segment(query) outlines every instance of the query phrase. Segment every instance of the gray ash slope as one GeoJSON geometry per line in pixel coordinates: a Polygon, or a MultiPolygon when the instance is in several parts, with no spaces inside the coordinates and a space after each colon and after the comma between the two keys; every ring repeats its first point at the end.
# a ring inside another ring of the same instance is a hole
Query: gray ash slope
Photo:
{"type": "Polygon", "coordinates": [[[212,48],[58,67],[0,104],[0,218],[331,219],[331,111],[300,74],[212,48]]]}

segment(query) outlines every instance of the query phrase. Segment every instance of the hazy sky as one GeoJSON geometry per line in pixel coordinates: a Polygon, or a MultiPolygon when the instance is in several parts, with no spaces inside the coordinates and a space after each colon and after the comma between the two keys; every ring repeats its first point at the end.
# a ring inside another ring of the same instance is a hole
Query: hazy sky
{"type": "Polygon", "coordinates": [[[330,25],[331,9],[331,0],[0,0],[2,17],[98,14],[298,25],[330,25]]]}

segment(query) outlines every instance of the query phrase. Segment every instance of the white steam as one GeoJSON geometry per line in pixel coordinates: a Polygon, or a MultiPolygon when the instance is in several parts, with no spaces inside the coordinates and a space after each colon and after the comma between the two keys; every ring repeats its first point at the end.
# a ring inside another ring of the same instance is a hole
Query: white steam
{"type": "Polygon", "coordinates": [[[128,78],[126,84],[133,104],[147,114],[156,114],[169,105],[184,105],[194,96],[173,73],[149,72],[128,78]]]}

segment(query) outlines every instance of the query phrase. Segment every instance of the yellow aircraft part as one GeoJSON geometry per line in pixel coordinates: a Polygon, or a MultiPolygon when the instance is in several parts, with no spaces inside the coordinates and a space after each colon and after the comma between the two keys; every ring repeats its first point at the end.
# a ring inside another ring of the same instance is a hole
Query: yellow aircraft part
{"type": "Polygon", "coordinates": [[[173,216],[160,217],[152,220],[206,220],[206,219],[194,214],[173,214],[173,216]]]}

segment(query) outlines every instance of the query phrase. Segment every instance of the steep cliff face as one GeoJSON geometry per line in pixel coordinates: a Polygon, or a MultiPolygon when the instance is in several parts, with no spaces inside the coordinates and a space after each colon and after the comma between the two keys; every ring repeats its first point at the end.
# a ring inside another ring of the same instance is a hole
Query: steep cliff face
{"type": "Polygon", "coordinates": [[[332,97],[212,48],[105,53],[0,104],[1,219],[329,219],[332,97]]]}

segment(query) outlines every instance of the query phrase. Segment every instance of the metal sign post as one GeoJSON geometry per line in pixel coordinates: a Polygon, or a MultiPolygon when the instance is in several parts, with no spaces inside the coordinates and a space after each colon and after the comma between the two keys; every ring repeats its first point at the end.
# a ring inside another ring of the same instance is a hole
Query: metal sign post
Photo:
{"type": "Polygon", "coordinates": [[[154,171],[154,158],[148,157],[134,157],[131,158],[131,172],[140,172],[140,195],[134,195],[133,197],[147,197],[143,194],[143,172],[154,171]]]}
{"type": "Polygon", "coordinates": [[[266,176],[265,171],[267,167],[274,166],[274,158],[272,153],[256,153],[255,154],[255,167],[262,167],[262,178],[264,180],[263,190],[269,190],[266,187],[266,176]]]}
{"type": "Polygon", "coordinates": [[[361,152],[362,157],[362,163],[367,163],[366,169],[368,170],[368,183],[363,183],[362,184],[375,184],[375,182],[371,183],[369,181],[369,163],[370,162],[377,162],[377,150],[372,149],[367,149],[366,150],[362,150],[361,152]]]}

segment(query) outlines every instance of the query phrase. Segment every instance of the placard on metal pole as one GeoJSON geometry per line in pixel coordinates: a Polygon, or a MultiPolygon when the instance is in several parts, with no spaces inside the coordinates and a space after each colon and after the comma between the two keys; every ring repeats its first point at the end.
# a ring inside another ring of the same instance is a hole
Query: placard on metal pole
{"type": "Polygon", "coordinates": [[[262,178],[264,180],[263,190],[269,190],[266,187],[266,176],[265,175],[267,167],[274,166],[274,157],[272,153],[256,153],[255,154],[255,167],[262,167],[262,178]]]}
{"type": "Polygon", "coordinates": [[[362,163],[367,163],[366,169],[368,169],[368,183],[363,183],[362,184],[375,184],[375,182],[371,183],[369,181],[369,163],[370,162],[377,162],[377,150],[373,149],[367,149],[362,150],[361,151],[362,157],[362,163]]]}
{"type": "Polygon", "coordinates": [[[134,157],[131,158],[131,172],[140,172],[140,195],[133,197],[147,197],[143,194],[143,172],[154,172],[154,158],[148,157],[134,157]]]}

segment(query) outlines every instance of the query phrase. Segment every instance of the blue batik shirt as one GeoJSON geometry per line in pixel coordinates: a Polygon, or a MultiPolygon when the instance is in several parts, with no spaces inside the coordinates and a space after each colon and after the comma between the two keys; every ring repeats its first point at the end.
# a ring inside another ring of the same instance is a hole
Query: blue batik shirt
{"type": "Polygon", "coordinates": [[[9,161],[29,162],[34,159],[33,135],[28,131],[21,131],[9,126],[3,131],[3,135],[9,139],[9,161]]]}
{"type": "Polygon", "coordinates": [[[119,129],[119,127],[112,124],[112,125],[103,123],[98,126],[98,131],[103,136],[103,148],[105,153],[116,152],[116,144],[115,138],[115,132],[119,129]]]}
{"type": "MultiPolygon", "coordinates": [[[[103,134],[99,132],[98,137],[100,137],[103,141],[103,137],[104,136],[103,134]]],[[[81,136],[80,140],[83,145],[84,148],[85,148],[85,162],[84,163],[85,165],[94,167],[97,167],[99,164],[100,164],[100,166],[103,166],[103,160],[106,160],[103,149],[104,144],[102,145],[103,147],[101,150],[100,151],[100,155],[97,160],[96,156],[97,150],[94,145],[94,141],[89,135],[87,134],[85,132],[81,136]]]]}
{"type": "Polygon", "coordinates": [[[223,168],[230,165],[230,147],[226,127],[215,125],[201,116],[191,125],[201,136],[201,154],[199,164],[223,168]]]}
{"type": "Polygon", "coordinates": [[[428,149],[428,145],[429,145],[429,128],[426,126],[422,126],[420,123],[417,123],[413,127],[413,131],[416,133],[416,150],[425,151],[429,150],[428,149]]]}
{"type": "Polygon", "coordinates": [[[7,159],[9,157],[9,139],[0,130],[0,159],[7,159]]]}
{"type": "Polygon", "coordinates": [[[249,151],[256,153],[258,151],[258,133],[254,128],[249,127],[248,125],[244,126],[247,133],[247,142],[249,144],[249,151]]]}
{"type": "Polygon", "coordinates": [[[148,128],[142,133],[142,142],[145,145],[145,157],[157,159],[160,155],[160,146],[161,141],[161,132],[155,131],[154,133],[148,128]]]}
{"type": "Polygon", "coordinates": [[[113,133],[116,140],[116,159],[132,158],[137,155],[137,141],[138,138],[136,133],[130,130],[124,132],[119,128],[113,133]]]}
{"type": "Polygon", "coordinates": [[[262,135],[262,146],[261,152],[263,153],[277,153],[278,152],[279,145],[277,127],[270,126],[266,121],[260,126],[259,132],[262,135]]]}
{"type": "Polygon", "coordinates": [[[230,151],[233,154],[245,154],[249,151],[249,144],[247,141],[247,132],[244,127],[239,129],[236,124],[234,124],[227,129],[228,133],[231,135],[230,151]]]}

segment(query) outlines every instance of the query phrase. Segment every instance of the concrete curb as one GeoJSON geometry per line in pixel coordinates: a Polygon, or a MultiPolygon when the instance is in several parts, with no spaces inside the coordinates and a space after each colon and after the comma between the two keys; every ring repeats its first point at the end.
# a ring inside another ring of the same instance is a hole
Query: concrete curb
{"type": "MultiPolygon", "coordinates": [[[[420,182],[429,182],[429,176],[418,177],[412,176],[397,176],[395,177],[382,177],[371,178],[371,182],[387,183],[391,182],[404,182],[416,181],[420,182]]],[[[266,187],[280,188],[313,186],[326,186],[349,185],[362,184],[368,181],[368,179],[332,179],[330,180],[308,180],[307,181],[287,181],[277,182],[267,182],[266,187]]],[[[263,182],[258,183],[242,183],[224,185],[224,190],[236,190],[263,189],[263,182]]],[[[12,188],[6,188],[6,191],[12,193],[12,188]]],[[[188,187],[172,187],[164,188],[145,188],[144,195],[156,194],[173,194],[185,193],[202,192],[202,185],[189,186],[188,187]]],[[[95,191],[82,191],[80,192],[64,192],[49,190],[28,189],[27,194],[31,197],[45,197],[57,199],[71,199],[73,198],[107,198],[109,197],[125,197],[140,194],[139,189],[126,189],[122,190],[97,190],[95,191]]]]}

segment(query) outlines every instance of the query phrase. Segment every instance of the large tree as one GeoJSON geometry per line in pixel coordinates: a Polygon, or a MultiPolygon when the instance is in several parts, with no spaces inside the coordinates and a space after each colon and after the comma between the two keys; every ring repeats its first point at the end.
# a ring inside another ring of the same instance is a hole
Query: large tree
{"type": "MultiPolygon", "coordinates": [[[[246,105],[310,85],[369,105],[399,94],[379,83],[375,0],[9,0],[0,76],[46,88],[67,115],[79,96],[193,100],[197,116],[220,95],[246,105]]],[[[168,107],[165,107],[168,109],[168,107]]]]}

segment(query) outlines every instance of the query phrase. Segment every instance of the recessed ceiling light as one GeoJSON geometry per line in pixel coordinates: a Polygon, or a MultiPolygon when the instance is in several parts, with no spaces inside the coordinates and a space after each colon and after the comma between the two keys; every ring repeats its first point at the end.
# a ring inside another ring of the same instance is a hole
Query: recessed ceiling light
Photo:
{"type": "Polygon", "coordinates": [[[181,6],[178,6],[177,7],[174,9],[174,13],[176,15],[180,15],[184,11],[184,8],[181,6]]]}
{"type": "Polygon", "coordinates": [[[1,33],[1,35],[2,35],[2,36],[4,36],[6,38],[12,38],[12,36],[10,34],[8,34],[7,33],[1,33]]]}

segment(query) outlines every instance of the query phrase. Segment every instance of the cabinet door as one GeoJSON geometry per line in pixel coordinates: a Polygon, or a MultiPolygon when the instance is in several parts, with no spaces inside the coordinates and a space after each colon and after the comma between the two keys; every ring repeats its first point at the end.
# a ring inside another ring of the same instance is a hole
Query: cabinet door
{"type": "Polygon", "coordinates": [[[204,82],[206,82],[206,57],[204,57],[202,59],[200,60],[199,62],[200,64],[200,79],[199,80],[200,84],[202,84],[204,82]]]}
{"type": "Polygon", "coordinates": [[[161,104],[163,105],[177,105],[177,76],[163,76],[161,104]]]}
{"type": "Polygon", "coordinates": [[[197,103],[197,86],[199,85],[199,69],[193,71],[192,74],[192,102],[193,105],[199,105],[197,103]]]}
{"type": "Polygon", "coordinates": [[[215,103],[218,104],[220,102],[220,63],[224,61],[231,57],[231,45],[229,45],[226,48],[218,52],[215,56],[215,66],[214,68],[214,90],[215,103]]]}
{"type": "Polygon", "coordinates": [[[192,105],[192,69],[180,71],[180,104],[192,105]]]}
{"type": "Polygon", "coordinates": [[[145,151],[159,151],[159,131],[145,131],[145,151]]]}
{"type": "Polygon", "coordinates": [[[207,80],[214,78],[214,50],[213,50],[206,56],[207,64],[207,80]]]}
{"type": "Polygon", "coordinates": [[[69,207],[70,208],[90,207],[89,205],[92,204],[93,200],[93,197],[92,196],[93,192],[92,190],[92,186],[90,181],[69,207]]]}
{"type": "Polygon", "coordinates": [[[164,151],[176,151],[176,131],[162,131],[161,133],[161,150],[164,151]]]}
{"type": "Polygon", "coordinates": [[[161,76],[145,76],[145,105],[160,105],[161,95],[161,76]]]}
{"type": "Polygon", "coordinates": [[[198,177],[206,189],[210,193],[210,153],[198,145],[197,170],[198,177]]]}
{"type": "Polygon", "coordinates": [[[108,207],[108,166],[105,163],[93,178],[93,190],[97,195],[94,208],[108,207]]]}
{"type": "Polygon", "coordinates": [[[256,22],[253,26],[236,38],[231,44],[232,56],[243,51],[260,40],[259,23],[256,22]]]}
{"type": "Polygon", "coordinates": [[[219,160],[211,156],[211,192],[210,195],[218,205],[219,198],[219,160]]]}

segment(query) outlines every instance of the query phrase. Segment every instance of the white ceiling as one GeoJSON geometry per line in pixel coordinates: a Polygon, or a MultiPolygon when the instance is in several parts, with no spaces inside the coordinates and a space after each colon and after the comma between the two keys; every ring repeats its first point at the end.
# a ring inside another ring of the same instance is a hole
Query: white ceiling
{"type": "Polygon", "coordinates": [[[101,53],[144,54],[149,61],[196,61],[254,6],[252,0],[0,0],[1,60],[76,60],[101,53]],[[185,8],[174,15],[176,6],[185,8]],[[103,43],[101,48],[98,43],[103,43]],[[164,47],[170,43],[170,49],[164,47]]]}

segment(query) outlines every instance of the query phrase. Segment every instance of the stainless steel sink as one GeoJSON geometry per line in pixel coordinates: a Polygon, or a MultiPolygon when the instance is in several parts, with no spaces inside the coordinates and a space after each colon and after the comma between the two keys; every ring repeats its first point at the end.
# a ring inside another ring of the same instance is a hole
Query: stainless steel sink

------------------------------------------------------------

Task to carry out: In the records above, return only the line that contains "the white ceiling" and every line after it through the last, exactly as they appear.

Response for this exercise:
segment(query) outlines every instance of the query phrase. Segment every instance of the white ceiling as one GeoJSON geometry per line in pixel coordinates: a Polygon, or a MultiPolygon when the instance is in several parts, with no spaces inside the coordinates and a space after each colon and after the comma between the two keys; every ring repeats its first point at the end.
# a ring inside another ring of the same instance is a hole
Query: white ceiling
{"type": "Polygon", "coordinates": [[[101,53],[144,54],[149,61],[196,61],[254,6],[252,0],[0,0],[1,60],[76,60],[101,53]],[[185,8],[174,15],[176,6],[185,8]],[[103,43],[101,48],[98,43],[103,43]],[[164,47],[170,43],[170,49],[164,47]]]}

segment(query) outlines every instance of the query phrase. Segment every instance of the stainless steel sink as one GeoJSON geometry per line in pixel coordinates: a Polygon, or a MultiPolygon when the instance is in several parts, with no spaces inside the coordinates and a space after each colon and after the comma between the two keys; every ring repeats its first point at the end.
# a ring inside another ring of the same instance is a hole
Query: stainless steel sink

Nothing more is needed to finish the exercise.